Soms lijkt het in de ggz dat alle hulpverleners het met elkaar eens zijn. Hoe behandel je iemand met zus-en-zo klacht? Dat kun je nalezen in richtlijnen die gebaseerd zijn op wetenschappelijk onderzoek en op de mening van deskundigen. Om een hulpverlener te kiezen die bij je past, is het goed om te weten van welke benadering hij uitgaat: de objectiverende benadering of de aansluitende benadering.
Objectiverende benadering
Als psycholoog die sinds de jaren tachtig van de vorige eeuw in de ggz werkt, heb ik geleerd om te beoordelen. Ik beoordeel bij jou als cliënt niet alleen jouw klachten maar ook jou als persoon. De diagnose is de basis van waaruit ik nadenk welke interventie het beste past. Mijn doel is om jouw klacht zoveel mogelijk te verminderen en jouw autonomie zo groot mogelijk te houden. Aangezien ik hier jarenlang voor ben opgeleid en me heb verdiept in het wetenschappelijk onderzoek zal ik jou proberen te overtuigen van mijn plan. Dan vind ik het jammer als jij er soms anders over denkt.
Aansluitende benadering
Met het stijgen der jaren ben ik steeds meer aan het uitgaan van een andere benadering. Het contact van mens tot mens staat voorop. Ik vertel vaker over mijn persoonlijke leven en over mijn eigen ervaringen als ggz-cliënt. Ik probeer de classificaties die zich in mijn hoofd opdringen te negeren en hecht veel meer waarde aan een open dialoog. Ik kies ervoor om beter mijn best te doen om bij jou aan te sluiten – en mijn eigen denkkader los te laten – door je vragen te stellen, zoals: hoe kijk je er zelf tegenaan, wat zie je als je kracht en als je kwetsbaarheid, wat wil je en wat moet daar voor gebeuren? Er ontstaat veel vaker een vertrouwd gevoel waarbij we samen aan één kant staan.
Hoe keek/kijk ik naar mezelf?

+===+

- _Opgave_
Leg in één tot drie zinnen uit waarom de ik-persoon in het fragment bij de objectiverende benadering de cliënt van het eigen plan probeert te overtuigen.

+===+

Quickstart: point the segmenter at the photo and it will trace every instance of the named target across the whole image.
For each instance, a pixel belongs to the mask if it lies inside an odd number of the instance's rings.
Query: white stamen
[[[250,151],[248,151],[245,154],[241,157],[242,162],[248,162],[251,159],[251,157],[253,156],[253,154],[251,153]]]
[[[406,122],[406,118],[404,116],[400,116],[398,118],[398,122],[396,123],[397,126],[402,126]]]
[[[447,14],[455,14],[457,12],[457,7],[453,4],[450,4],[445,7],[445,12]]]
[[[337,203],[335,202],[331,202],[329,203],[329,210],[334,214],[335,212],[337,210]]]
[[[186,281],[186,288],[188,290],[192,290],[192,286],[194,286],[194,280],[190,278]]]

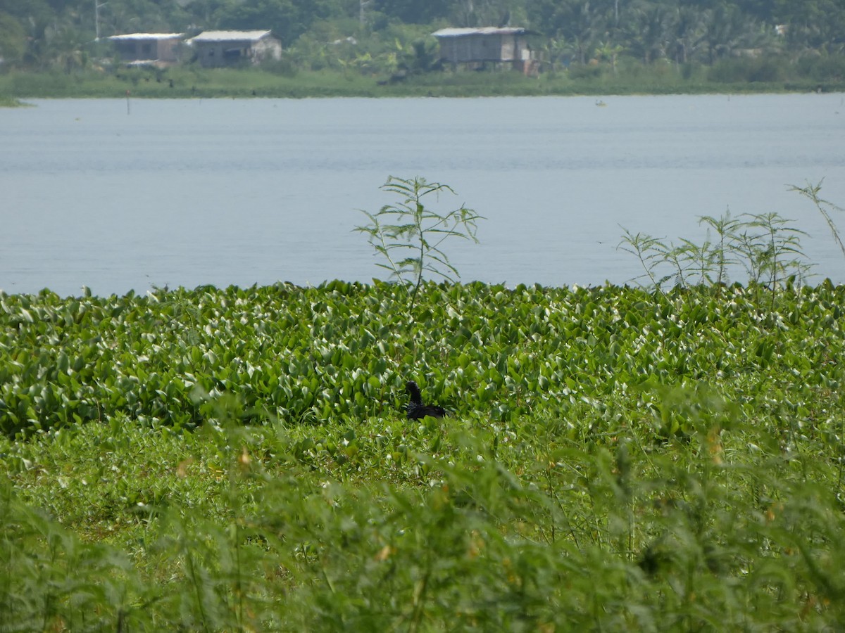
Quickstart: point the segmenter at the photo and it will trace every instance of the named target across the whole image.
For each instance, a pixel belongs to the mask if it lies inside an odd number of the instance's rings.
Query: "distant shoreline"
[[[26,99],[133,98],[341,98],[608,96],[623,95],[787,94],[845,92],[845,79],[714,81],[704,71],[690,78],[673,68],[573,77],[565,71],[526,77],[515,72],[441,72],[384,79],[340,72],[274,73],[261,68],[101,69],[74,73],[9,72],[0,74],[0,106]]]

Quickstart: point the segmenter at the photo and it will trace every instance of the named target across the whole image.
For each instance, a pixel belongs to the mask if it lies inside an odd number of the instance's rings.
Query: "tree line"
[[[505,25],[553,66],[845,54],[843,0],[0,0],[0,68],[84,66],[98,35],[271,29],[300,66],[366,71],[385,56],[424,66],[438,28]]]

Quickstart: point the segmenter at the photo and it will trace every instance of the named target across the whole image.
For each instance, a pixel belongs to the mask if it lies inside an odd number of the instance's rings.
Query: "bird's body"
[[[420,394],[420,388],[413,381],[408,381],[405,386],[408,392],[408,419],[422,419],[430,416],[432,418],[443,418],[446,415],[446,409],[436,404],[423,404],[422,396]]]

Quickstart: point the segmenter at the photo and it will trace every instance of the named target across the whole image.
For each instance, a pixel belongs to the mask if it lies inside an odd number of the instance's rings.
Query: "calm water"
[[[776,211],[845,257],[788,185],[845,207],[845,97],[58,100],[0,109],[0,289],[368,281],[352,230],[389,175],[450,185],[485,215],[449,250],[464,280],[623,284],[634,232],[701,241],[701,215]],[[448,207],[447,207],[448,205]],[[845,232],[845,214],[839,214]]]

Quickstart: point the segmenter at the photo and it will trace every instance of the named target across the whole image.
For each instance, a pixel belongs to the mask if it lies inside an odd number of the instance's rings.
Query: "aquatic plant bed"
[[[0,630],[836,628],[843,303],[2,295]]]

+===+

- _Uitwerking_
De ik-persoon is hier jarenlang voor opgeleid en heeft zich verdiept in het wetenschappelijk onderzoek. Daarom probeert de ik-persoon de cliënt van het plan te overtuigen.